#### Short exercise
Each entry has to be copied exactly, with nothing missed.
┄┄┄┄┄┄
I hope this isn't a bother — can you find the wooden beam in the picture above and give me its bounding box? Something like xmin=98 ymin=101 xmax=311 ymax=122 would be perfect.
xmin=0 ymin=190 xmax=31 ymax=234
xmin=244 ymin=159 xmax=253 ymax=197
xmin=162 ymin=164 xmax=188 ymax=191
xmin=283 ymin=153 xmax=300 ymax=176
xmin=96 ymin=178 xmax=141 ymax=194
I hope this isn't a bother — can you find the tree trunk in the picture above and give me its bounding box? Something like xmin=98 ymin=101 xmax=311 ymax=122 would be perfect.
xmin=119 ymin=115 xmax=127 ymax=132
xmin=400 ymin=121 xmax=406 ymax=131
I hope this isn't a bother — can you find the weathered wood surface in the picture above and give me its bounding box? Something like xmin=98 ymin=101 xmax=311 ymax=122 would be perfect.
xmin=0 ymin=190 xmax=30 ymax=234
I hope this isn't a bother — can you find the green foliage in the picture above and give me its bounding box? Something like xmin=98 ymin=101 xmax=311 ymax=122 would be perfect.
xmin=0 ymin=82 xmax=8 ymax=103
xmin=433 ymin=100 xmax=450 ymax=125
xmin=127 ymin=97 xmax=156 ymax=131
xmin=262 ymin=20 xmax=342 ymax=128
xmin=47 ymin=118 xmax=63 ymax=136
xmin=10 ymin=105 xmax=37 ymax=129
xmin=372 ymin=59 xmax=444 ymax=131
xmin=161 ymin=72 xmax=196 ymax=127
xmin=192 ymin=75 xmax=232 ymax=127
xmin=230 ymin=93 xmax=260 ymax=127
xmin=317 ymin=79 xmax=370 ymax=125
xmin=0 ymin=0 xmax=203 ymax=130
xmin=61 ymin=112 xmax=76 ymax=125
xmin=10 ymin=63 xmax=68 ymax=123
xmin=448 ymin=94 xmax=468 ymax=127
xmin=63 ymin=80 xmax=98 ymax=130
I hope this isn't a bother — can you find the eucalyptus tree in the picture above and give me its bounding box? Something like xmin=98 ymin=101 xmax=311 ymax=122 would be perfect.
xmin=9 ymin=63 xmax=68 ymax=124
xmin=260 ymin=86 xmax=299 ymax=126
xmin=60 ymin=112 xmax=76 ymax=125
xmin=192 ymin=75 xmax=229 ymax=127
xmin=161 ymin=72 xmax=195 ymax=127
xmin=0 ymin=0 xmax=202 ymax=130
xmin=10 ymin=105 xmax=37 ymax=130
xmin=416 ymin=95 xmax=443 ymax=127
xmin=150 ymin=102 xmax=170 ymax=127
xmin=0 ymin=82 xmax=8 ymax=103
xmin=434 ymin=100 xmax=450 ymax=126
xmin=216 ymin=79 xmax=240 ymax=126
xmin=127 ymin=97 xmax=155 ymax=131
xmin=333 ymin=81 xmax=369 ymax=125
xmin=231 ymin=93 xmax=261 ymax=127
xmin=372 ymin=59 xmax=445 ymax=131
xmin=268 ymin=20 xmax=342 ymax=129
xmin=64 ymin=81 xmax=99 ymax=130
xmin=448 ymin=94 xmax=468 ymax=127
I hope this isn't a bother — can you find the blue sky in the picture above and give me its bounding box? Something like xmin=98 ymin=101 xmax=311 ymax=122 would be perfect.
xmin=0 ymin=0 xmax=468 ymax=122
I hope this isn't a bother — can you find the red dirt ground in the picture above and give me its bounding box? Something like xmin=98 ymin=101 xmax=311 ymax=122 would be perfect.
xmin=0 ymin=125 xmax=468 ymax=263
┄┄┄┄┄┄
#### Task solution
I hope this isn't a bother — can you find the wooden beam in the picture above and give me its bounding box? Something like xmin=98 ymin=101 xmax=311 ymax=122 would be perfect.
xmin=0 ymin=190 xmax=31 ymax=234
xmin=244 ymin=159 xmax=253 ymax=197
xmin=162 ymin=164 xmax=188 ymax=191
xmin=283 ymin=153 xmax=300 ymax=176
xmin=96 ymin=178 xmax=141 ymax=194
I hope this isn't a bother — can you find the tree trunk in the picture above and give me its bounding box? Something like xmin=98 ymin=101 xmax=311 ymax=122 would be perfect.
xmin=119 ymin=115 xmax=127 ymax=132
xmin=400 ymin=121 xmax=406 ymax=131
I hope this isn't a bother — can you find the weathered wood surface in the picture above and give me its bounding box? Something like xmin=98 ymin=101 xmax=311 ymax=122 would be perfect.
xmin=0 ymin=190 xmax=30 ymax=234
I hope this isn't a bother — can you find the green foliage in the picture above and give me its bounding box? Something like xmin=98 ymin=101 xmax=311 ymax=122 would be perfect.
xmin=0 ymin=82 xmax=8 ymax=103
xmin=433 ymin=100 xmax=450 ymax=125
xmin=127 ymin=97 xmax=156 ymax=131
xmin=262 ymin=20 xmax=342 ymax=128
xmin=47 ymin=118 xmax=63 ymax=136
xmin=10 ymin=105 xmax=37 ymax=129
xmin=372 ymin=59 xmax=444 ymax=131
xmin=161 ymin=72 xmax=196 ymax=127
xmin=192 ymin=75 xmax=232 ymax=127
xmin=230 ymin=93 xmax=260 ymax=127
xmin=317 ymin=79 xmax=370 ymax=125
xmin=0 ymin=0 xmax=203 ymax=130
xmin=61 ymin=112 xmax=76 ymax=125
xmin=10 ymin=63 xmax=68 ymax=123
xmin=448 ymin=94 xmax=468 ymax=127
xmin=63 ymin=80 xmax=98 ymax=130
I hope this isn't a bother — can you find the eucalyptus tree in the picture above and give me its bounding box? Something like xmin=98 ymin=101 xmax=311 ymax=122 would be perfect.
xmin=9 ymin=63 xmax=68 ymax=124
xmin=260 ymin=86 xmax=299 ymax=126
xmin=60 ymin=112 xmax=76 ymax=125
xmin=192 ymin=75 xmax=229 ymax=127
xmin=161 ymin=72 xmax=195 ymax=127
xmin=0 ymin=0 xmax=202 ymax=130
xmin=10 ymin=105 xmax=37 ymax=130
xmin=416 ymin=95 xmax=443 ymax=127
xmin=150 ymin=102 xmax=170 ymax=127
xmin=0 ymin=82 xmax=8 ymax=103
xmin=434 ymin=100 xmax=450 ymax=126
xmin=216 ymin=79 xmax=240 ymax=126
xmin=127 ymin=97 xmax=155 ymax=131
xmin=333 ymin=81 xmax=369 ymax=125
xmin=231 ymin=93 xmax=261 ymax=127
xmin=372 ymin=59 xmax=445 ymax=131
xmin=268 ymin=20 xmax=342 ymax=129
xmin=64 ymin=81 xmax=99 ymax=130
xmin=448 ymin=94 xmax=468 ymax=127
I hope this isn't a bother — can you find the blue sky in the picture above and give me its bounding box? Something like xmin=98 ymin=101 xmax=311 ymax=122 would be perfect.
xmin=0 ymin=0 xmax=468 ymax=122
I hope this isn't a bother — can you find the red dirt ground in the picture above and give me its bounding box? Something like xmin=98 ymin=101 xmax=311 ymax=122 would be perfect.
xmin=0 ymin=125 xmax=468 ymax=263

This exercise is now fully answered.